■ Written instruction A
Show every line of the entries below that contains the word "wing", copying each such line in full.

-- start Source excerpt --

ELDER: Oh, yeah. In fact, we tried to capture an audience that had more wits and sense than what they had following Mad. I had more room to move in that type of cartoon. That's all I can remember. It was something a little more sophisticated than MadMad was growing up very fast. It became successful the first four issues, very successful. But to go on that way, you just keep repeating yourself. I found that very early. I did it because I needed the money.

GROTH: The strips you did in Humbug, none of them was based on comics. They were based on television and movies. I assume that was a deliberate strategy to break out of the narrow confines of comic books?

ELDER: Yeah. In fact, I did less and less of the comic section.

GROTH: Can you tell me how the bureaucracy at Humbug worked? Did you still work at home?

ELDER: Yes, I worked at home for most of my career. I found that I needed quiet and privacy to get the work done and to hit my deadlines. I had the freedom to get up and leave for a while if I wanted or if I got tired or bored I would just look out the window and look at the birds. I think I was more productive without the distractions of a busy studio.

GROTH: I assume Harvey wrote all of the scripts that you did in Humbug?

ELDER: Yeah. I think we'd both sit on his back porch. Whenever he ran into a wall, I would supply ideas if I could. Generally, I did. I have a very good memory for old movies, and movies were widespread throughout the land. Everybody had movie ads in their local newspapers. Small towns, middle size towns and large cities — they all had these sections on the arts like the New York Times. Maybe not as elaborate, but we had many of the ads advertised in newspapers. Those were ready for satire.

GROTH: Let me ask you a few questions, first about the strips and then about the advertising parodies that you did. Did Harvey come up with the choices of what you parodied, or did you guys talk about it and shoot a number of ideas back and forth?

ELDER: Well, when it came to Harvey and myself we sat wherever we could sit and think and throw ideas at each other. If they were pretty good and made us both laugh heartily we would put a check that this was one story to recover from a maximum amount of ideas.

-- end Source excerpt --

■ Written instruction B
Proceed with the interview about Elder's work on Humbug, picking up after its final line above.

-- start Task input --

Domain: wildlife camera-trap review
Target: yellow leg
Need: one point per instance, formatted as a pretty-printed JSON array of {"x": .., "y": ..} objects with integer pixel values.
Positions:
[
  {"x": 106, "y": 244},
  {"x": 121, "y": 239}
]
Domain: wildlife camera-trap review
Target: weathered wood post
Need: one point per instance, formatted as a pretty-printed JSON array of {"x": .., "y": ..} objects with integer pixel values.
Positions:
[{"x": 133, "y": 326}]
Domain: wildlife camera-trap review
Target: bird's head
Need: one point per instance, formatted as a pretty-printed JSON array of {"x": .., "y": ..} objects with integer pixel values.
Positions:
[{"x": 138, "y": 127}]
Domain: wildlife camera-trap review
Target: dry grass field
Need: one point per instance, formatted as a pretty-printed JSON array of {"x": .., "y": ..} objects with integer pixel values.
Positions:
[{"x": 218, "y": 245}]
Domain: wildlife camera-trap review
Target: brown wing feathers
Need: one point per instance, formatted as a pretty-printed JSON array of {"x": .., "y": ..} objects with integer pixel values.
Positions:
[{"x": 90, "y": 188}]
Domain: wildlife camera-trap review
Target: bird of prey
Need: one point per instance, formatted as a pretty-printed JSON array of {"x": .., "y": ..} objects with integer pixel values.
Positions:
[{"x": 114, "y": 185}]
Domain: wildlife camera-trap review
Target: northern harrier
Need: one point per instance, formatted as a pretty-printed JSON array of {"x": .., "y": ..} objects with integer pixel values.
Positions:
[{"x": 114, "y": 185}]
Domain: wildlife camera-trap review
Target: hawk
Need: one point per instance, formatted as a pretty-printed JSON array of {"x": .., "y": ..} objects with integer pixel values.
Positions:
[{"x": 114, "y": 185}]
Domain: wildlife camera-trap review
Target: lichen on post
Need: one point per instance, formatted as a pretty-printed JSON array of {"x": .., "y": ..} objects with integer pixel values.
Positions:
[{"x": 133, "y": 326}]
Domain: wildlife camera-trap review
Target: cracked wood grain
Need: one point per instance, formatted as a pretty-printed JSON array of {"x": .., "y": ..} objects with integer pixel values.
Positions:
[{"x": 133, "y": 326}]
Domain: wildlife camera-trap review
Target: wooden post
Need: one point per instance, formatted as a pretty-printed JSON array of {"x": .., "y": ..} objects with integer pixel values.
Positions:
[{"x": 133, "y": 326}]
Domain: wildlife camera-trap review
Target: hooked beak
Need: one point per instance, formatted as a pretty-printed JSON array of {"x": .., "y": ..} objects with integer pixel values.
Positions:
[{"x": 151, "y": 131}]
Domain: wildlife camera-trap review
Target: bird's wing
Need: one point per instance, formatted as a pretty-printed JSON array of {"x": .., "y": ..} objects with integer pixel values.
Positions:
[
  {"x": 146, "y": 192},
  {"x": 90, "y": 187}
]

-- end Task input --

■ Task response A
Target: brown wing feathers
Target: bird's wing

■ Task response B
GROTH: So, were you involved in choosing the satirical subjects? Like you did "Around the Days in 80 Worlds." You did the "Cannon with a Passion." Were you involved in choosing which ones you did?

ELDER: Most of the time. Most of the time. I would choose because I knew Harvey suggested it. Let me put it that way. He would take the idea and have me go to a movie. I went to the Victoria Garden theatre or somewhere in town and they were playing Around the World in 80 Days. It was wonderful for satire. In the first place, there were a million people in it. It was a great movie that could show itself off and make a fool of itself. That's the point. The point is you can't fool the people all of the time, and we were working for the proletariat.

GROTH: Is that how you felt at the time, that you were being read by middle-class, working-class Americans?

ELDER: Yeah. Just by where we were from, we had the underdog view of things. So when it came time to satirize a movie or TV show we just naturally took our own point of view, which was much further below middle class, so it was easy for us to see the funny things in something that was supposedly from an upper-class view. Everything was upper class to us from where we came from.

GROTH: You parodied the TV show, which I think was originally called You Are There, with Walter Cronkite. You also parodied a TV show called To Tell the Truth, which you called Why Tell the Truth? Were those really significant TV shows at the time?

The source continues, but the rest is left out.